*INSTRUCTIONS TO FOLLOW*
The material below holds pictures; leave them out and reproduce exactly the lines from the one with "suction nozzle ->" through the one with "Outline every instance of the suction nozzle.", inclusive.

*INFORMATION GIVEN*
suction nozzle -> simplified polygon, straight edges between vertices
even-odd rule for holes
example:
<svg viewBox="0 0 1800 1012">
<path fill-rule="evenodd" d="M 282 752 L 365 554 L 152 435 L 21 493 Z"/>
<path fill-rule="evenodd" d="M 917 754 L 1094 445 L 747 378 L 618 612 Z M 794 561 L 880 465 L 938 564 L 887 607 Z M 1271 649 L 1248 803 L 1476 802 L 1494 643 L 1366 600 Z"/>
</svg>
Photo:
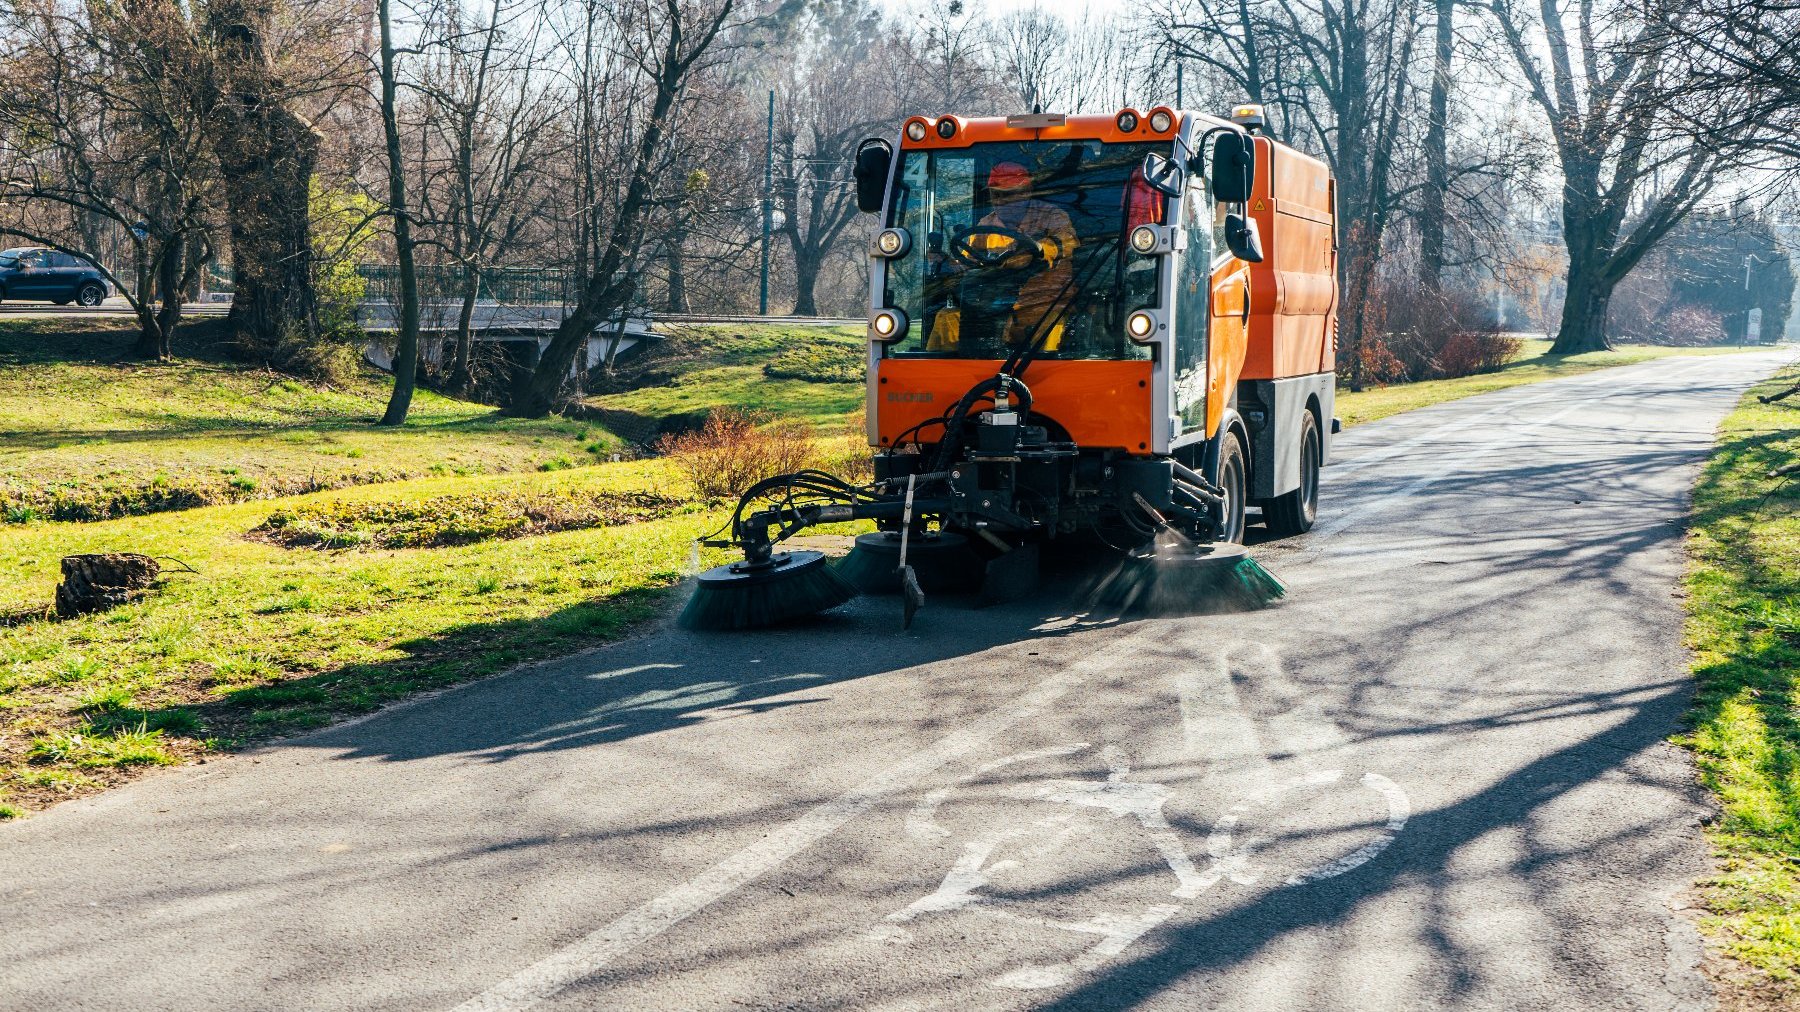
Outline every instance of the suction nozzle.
==
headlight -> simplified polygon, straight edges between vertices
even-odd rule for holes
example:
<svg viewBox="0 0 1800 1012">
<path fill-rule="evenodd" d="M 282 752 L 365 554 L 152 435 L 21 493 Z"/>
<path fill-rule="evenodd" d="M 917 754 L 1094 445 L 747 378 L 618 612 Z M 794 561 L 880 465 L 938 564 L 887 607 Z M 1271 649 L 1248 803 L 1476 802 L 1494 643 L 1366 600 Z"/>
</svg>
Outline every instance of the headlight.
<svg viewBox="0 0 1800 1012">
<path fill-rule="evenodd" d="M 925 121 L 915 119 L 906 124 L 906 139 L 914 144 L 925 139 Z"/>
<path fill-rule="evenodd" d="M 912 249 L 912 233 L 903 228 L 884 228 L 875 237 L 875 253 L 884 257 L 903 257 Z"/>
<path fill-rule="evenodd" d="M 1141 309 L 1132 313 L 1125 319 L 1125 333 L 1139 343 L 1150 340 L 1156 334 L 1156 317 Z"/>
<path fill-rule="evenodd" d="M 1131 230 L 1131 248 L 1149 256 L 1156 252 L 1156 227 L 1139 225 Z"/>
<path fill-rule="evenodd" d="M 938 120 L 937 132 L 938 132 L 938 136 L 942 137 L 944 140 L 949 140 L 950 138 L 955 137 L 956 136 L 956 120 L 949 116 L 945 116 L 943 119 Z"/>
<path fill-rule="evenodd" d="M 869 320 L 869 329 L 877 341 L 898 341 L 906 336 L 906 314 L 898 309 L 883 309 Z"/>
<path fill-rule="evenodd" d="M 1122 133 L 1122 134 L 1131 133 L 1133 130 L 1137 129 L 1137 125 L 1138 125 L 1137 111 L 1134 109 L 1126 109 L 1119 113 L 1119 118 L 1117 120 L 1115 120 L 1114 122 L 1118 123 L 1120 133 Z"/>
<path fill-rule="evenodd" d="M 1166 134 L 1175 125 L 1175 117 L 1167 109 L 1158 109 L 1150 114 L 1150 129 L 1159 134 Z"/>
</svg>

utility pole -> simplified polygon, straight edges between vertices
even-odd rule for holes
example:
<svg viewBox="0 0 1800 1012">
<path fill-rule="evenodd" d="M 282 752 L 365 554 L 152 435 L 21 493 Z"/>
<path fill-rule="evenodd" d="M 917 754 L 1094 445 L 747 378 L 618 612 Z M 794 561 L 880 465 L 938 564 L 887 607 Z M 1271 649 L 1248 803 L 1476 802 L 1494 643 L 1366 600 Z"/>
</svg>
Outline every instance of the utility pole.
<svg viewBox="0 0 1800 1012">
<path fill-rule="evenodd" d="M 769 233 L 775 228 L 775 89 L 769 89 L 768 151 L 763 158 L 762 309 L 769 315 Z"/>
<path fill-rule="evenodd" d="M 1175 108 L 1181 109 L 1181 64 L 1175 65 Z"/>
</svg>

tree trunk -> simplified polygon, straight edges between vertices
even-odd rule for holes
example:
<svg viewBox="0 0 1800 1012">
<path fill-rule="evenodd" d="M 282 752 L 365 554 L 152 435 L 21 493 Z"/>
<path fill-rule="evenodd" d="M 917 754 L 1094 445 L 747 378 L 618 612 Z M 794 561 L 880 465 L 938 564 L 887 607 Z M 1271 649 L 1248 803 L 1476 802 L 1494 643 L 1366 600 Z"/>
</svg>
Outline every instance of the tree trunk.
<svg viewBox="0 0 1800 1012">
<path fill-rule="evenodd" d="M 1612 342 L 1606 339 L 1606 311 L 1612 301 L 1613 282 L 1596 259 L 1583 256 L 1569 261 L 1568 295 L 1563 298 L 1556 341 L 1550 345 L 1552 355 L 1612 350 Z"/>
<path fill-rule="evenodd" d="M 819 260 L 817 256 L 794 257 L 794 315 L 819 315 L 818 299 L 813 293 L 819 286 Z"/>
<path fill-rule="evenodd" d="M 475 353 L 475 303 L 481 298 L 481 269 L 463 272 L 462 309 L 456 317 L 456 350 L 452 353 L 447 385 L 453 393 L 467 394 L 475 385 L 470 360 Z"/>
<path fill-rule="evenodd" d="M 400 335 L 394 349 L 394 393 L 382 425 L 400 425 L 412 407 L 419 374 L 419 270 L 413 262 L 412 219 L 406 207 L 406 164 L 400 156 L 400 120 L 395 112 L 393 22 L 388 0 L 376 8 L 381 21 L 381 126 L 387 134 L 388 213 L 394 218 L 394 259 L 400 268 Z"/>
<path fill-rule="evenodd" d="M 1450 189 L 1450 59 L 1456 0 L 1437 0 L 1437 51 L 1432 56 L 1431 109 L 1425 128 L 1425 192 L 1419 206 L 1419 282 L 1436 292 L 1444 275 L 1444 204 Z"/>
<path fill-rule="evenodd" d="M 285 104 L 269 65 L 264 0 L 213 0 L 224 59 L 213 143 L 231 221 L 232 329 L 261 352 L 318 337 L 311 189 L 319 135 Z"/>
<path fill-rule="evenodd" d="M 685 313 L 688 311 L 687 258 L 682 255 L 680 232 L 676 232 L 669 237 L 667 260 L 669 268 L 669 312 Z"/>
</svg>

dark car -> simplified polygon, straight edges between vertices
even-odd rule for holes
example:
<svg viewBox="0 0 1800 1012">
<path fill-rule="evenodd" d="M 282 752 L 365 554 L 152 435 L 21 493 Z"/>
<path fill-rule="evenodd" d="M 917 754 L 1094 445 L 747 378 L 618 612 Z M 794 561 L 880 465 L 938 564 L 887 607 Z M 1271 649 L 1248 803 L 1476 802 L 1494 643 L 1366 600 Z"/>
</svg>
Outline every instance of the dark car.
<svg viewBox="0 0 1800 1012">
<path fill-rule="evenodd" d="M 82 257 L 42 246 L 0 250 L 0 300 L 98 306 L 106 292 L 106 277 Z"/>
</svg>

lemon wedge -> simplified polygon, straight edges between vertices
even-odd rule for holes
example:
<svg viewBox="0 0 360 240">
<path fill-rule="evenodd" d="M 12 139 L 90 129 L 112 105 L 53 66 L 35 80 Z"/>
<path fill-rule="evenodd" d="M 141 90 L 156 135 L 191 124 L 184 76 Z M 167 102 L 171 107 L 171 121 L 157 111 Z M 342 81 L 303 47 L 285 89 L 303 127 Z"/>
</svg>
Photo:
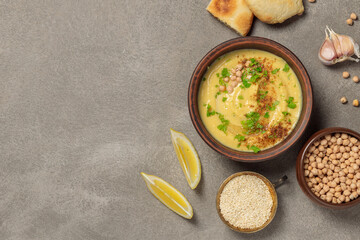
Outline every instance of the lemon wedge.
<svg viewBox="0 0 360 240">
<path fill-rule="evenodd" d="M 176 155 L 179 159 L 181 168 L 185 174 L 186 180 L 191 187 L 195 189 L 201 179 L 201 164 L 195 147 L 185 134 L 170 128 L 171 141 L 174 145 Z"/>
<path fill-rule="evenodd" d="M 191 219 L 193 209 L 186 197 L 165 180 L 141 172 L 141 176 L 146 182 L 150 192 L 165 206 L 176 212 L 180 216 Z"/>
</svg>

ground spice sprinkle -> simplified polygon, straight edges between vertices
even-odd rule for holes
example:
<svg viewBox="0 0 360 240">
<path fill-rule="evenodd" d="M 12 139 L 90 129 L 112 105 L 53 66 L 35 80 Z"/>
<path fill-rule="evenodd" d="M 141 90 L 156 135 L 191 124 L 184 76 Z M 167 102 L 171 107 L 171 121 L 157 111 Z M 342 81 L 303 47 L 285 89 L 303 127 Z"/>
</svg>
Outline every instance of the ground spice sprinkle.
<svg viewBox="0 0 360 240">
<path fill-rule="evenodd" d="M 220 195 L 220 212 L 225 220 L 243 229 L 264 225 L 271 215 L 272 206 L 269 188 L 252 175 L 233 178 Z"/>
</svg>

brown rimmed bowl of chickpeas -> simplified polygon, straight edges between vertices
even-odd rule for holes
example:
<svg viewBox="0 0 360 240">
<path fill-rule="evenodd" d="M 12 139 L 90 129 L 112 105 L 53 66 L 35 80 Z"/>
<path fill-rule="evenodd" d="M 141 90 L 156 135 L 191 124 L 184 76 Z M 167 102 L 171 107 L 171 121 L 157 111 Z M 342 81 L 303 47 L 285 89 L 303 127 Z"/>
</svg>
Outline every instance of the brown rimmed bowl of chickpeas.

*ANSWER SECTION*
suction nozzle -> simplified polygon, straight edges between vertices
even-odd rule for holes
example:
<svg viewBox="0 0 1800 1012">
<path fill-rule="evenodd" d="M 282 752 L 365 554 L 152 435 L 21 493 Z"/>
<path fill-rule="evenodd" d="M 917 754 L 1094 445 L 747 378 L 618 612 Z M 794 561 L 880 465 L 938 564 L 887 607 Z M 1271 649 L 1248 803 L 1476 802 L 1494 643 L 1366 600 Z"/>
</svg>
Photo:
Outline every instance of the suction nozzle.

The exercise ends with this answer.